_Challenge_:
Print all of the records below word for word, changing nothing.

_Input data_:
□ □ □ □ □

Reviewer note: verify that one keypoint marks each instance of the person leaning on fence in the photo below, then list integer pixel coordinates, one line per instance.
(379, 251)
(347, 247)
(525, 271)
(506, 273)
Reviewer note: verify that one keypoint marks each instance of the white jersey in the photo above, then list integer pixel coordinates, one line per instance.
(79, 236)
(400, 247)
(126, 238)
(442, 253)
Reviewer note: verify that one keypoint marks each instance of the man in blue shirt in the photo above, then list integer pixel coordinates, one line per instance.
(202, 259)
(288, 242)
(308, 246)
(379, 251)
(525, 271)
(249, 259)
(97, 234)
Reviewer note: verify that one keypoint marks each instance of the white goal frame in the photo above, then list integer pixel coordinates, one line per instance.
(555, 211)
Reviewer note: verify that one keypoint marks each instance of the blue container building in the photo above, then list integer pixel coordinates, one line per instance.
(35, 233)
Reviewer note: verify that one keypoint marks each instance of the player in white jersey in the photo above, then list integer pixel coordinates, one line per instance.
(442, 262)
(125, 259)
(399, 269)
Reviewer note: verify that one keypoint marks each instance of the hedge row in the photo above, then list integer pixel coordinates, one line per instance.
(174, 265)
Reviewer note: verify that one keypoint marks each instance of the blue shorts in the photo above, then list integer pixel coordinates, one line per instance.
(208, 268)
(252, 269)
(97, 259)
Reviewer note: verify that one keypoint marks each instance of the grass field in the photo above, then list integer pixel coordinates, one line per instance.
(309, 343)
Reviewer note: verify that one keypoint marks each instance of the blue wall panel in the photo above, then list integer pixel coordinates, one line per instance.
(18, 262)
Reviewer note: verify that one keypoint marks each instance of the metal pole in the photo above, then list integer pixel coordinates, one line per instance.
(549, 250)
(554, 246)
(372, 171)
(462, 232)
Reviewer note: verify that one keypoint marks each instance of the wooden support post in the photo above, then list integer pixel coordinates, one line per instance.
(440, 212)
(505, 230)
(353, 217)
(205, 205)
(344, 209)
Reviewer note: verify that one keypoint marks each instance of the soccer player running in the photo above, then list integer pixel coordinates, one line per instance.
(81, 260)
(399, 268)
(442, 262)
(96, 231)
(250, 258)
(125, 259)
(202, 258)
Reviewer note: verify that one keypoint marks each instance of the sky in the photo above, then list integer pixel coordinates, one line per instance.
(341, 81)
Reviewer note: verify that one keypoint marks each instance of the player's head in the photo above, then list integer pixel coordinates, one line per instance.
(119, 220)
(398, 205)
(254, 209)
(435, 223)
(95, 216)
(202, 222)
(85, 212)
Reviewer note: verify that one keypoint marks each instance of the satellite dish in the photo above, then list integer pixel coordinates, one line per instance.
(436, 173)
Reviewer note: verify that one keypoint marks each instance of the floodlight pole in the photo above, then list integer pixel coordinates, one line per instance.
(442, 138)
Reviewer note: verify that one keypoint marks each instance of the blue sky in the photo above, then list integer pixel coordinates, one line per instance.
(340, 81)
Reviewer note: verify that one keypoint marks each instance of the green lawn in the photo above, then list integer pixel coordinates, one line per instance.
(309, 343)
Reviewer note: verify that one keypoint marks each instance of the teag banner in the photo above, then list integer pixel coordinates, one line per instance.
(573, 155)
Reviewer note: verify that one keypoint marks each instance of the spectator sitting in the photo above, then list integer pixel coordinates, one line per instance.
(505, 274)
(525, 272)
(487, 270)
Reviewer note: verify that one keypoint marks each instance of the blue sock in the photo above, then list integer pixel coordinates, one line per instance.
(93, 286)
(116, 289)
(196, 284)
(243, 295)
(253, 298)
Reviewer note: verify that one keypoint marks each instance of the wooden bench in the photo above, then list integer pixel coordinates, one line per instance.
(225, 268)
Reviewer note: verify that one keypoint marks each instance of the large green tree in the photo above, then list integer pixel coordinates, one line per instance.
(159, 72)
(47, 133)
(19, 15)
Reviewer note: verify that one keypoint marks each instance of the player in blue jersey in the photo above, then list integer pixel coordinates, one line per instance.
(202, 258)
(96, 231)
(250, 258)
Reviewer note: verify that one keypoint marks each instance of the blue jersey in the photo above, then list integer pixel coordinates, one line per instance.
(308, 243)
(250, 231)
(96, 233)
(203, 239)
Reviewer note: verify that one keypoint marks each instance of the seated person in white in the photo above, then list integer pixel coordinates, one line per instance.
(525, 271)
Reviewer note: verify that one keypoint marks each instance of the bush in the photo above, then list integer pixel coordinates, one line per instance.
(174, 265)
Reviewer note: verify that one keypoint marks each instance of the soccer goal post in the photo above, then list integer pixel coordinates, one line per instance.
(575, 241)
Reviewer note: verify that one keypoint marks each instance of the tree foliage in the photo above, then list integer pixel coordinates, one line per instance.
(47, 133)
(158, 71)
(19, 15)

□ □ □ □ □

_Answer below_:
Reviewer note: verify that one keypoint marks each instance of the person leaning on fence in the photo below, then list integer pixel coordinates, one line per instance.
(379, 251)
(347, 247)
(525, 271)
(506, 273)
Reviewer note: verify that one keypoint marks each instance of the white jersey in the photo above, then list integer pixel coordinates, one line per instance.
(79, 236)
(400, 247)
(126, 238)
(442, 253)
Reviewer note: verify that one keypoint marks each instance of the man in blue shirt in the photo above, then list integer pixel coordinates, one line per instance.
(202, 259)
(288, 242)
(308, 246)
(379, 251)
(525, 271)
(249, 259)
(97, 234)
Reviewer note: verify that one keypoint marks each instance of the white goal frame in the photo above, then list integer pixel coordinates, one line per instance.
(555, 211)
Reviewer note: verify that one keypoint marks each instance of the blue container building in the photo above, then list integer pixel coordinates, one line per instance.
(35, 233)
Reviewer note: verify that one keypoint marks each instance of the player in white jersey in the photo above, then list integer pixel coordinates, one line per instance.
(442, 262)
(125, 259)
(399, 269)
Reviewer note: verify that one keypoint marks each instance of the hedge row in the photo above, then list integer pixel coordinates, one line per instance.
(174, 265)
Reviewer note: verify that one keypoint marks each instance of the blue shorts in the photo above, then list integer pixel coordinates, one line per instance.
(208, 268)
(252, 269)
(97, 259)
Reviewer note: verify that one keypoint marks each instance of the grass field in the photo above, then list integer pixel coordinates, one line per instance.
(309, 343)
Reviewer note: verify that one keypoint marks each instance of the blue wall panel in the photo above, then list integer pixel coordinates, one line per instance.
(18, 262)
Reviewer note: verify that one keypoint marks each instance of the metal pole in the photo above, then list integer pixel coordinates, one line per instance.
(549, 250)
(554, 246)
(372, 171)
(462, 232)
Reviewer note: verify that one keypoint marks each instance of the wooden support post in the photo above, then list integer pixel coordinates, one line per instance.
(440, 212)
(505, 230)
(353, 217)
(205, 205)
(344, 209)
Reviewer note: verify that one keypoint marks each instance of the soccer player running in the photo above, then list integer pixel coordinates, one line per instance.
(81, 260)
(399, 268)
(442, 262)
(96, 231)
(250, 258)
(125, 259)
(202, 258)
Reviewer note: verify that one keypoint marks each instance of the sky in the photo above, then list integer pixel coordinates, one line per instance.
(341, 81)
Reviewer note: verify that one keypoint marks each instance of the player's head in the photo above, then list integer pixel coordinates, one line per instance.
(119, 220)
(398, 205)
(254, 209)
(435, 223)
(95, 216)
(202, 222)
(85, 212)
Reviewer note: verify that one keypoint marks each instance of the satellite dish in the photo above, then list integer pixel coordinates, one line per instance.
(436, 173)
Reviewer note: verify that one keypoint marks each instance of the floodlight pole in the photo above, then list integer pixel coordinates, one line per instance.
(442, 138)
Reviewer note: verify that one keypoint marks each instance of the blue sky in the photo above, then list integer pixel coordinates, one line per instance.
(340, 81)
Reviewer note: verify that one keypoint marks each instance of the green lawn in the photo above, then list integer pixel coordinates, one line per instance.
(309, 343)
Reviewer note: verify that one keypoint marks each instance of the teag banner in the photo above, then list integer pixel coordinates, one line per instance.
(573, 155)
Reviewer note: verify that one keypoint marks each instance of the spectator sitting in the photo above, then list integer pixel coordinates, one line per instance.
(505, 274)
(525, 272)
(487, 270)
Reviewer note: verify that one keypoint marks each instance of the blue sock in the photo above, then list integer pixel coordinates, one line per instance.
(93, 286)
(116, 289)
(196, 284)
(243, 295)
(253, 298)
Reviewer note: verify that one keypoint marks each instance of the wooden bench in the photo above, then list integer pixel coordinates, one line per instance.
(225, 268)
Reviewer note: verify that one keypoint marks each instance of the large green tree in the photo above, then list integer pixel coordinates, one line per instance.
(159, 72)
(47, 133)
(19, 15)
Reviewer note: verify that one keypoint marks each instance of the player in blue jersey in the photo above, then list integer pixel coordinates, one line per instance.
(202, 258)
(96, 231)
(250, 258)
Reviewer note: verify that one keypoint marks each instance of the blue jersey in the photo above, then list integer pixel coordinates, one line per instance.
(308, 243)
(250, 231)
(96, 233)
(203, 239)
Reviewer note: verify that one keypoint marks each instance of the seated person in white in the photo above, then list integer pixel coordinates, one line per instance.
(525, 271)
Reviewer note: verify that one keypoint marks each instance of the bush in the photo above, then list integer pixel coordinates, one line per instance.
(174, 265)
Reviewer note: verify that one keypoint marks each instance of the soccer goal post in the photo above, then list integer pixel coordinates, one line per instance.
(575, 241)
Reviewer note: verify that one keypoint marks each instance of the tree foliage in the photo above, then list integer pixel coordinates, one line per instance.
(47, 133)
(158, 71)
(19, 15)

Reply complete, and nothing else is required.